Petunjuk Tugas =
- a) Menurut teks tentang kebakaran rumah Ngapani, di mana Ngapani berada ketika kebakaran itu terjadi?
- b) Sebutkan semua barang yang dinyatakan hangus dalam teks tentang kebakaran rumah Ngapani.
- c) Tuliskan lanjutan teks tentang kebakaran rumah Ngapani, dimulai setelah kalimat terakhirnya.

Kutipan Teks =

· · · ·

Rumah miliknya yang terbakar, dibangun di atas tanah kontrakkan. Semua barang miliknya dalam rumah semi permanen itu ludes. Seperti lemari pakaian, TV, tape recorder dan alat rumah tangga lain, semuanya hangus. Saat persitiwa itu terjadi, Ngapani sedang mudik ke kampung halamannya di Kendal. Kini, Ngapani sudah memutuskan untuk menghentikan sementara sekolah ketiga anaknya. Karena ia sudah tidak memiliki apa-apa lagi untuk membiayai sekolah anak-anaknya. Nanti setelah ia mendapatkan uang, baru ia bisa menjemput istri dan anak-anaknya.

Ditelepon Tetangga. Bagi Ngapani, kejadian yang menimpa rumahnya seperti mimpi. Ia tidak menyangka bakal terjadi musibah kebakaran. Pertama kali ia mengetahui persitiwa kebakaran setelah ditelepon salah seorang tetangganya. Awalnya, Ngapani tidak percaya. “Masa sih, rumah bisa terbakar siang bolong?” batin lelaki yang mengaku tidak lulus SD ini.

Untuk memastikan berita itu, Ngapani menunggu sampai sore hari lewat tayangan televisi. Ia sangat terkejut setelah mengetahui bahwa informasi yang diberikan tetanggnya ternyata benar. “Saya langsung shock melihat rumah saya habis terbakar,” ceritanya dengan nada terbata-bata. Sore itu juga, setelah berpamitan dengan orang tua, Ngapani langsung berrangkat sendirian ke Jakarta untuk melihat kondisi rumahnya. “Selama dalam perjalanan, saya berharap harap ada orang yang bisa menyelamatkan barang-barang milik saya. Tapi ternyata harapan itu sirna setelah melihat kondisi riil di tempat kejadian. Hampir semua korban kebakaran tidak sempat menyelamatkan barang-barang miliknya. Bagaimana mungkin mereka sempat menyelamtkan barang orang lain?” kata Ngapani sambil berlinang air mata.

· · · ·

Data =
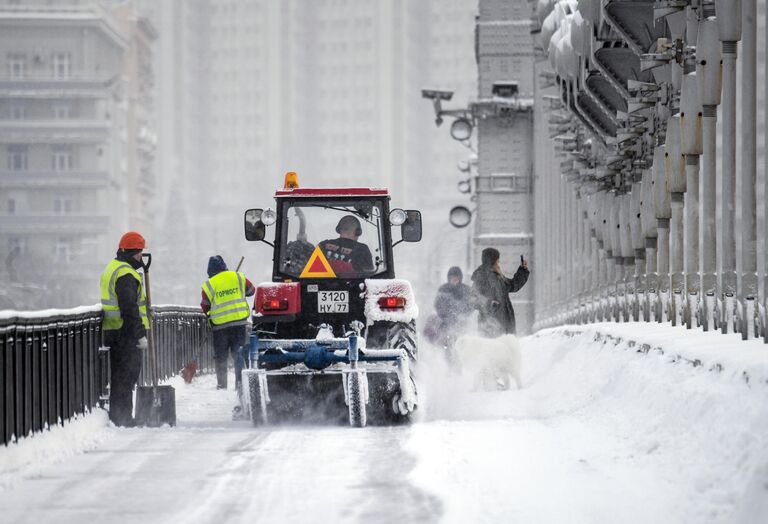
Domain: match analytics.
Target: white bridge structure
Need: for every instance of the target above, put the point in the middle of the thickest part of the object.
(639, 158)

· · · ·

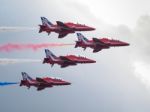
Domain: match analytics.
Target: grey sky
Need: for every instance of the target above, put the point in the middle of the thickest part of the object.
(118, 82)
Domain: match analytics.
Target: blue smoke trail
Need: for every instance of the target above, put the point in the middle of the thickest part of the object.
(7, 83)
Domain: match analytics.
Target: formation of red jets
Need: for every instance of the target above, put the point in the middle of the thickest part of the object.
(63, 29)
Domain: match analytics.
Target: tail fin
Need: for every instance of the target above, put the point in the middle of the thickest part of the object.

· · · ·

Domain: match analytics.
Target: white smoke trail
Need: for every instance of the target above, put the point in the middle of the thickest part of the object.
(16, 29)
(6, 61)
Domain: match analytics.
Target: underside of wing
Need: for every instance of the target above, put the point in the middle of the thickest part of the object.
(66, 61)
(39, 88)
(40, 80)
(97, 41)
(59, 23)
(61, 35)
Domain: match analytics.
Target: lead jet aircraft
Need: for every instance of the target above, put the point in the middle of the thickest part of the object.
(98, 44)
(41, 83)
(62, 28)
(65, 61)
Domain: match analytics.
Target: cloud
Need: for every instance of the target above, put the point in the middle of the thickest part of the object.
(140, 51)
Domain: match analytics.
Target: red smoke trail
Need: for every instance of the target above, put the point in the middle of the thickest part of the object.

· · · ·

Jawaban Tugas =
- a) Ngapani sedang mudik ke kampung halamannya di Kendal.

- b) Lemari pakaian, TV, tape recorder, dan alat rumah tangga lain.

- c)
Kini, Ngapani harus tidur beralaskan karpet tanpa bantal dan selimut. Karena tempat pengungsian sangat sempit, maka setiap kali mau tidur ia harus berdesak-desakan bersama warga lainnya. Tinggal di pengungsian adalah sesuatu yang sangat tidak ia harapkan. Padahal tidak banyak uang yang dibawa Ngapani ketika harus balik ke Jakarta. Karena uangnya sudah habis dibelanjakan untuk keperluan Lebaran. Seperti membeli baju untuk anak-anak dan ongkos mudik ke kampung halaman. Untungnya, saat musibah itu terjadi, banyak orang atau lembaga yang memberikan bantuan keperluan sehari-hari, sehingga kesedihan dan beban warga sedikit tertolong.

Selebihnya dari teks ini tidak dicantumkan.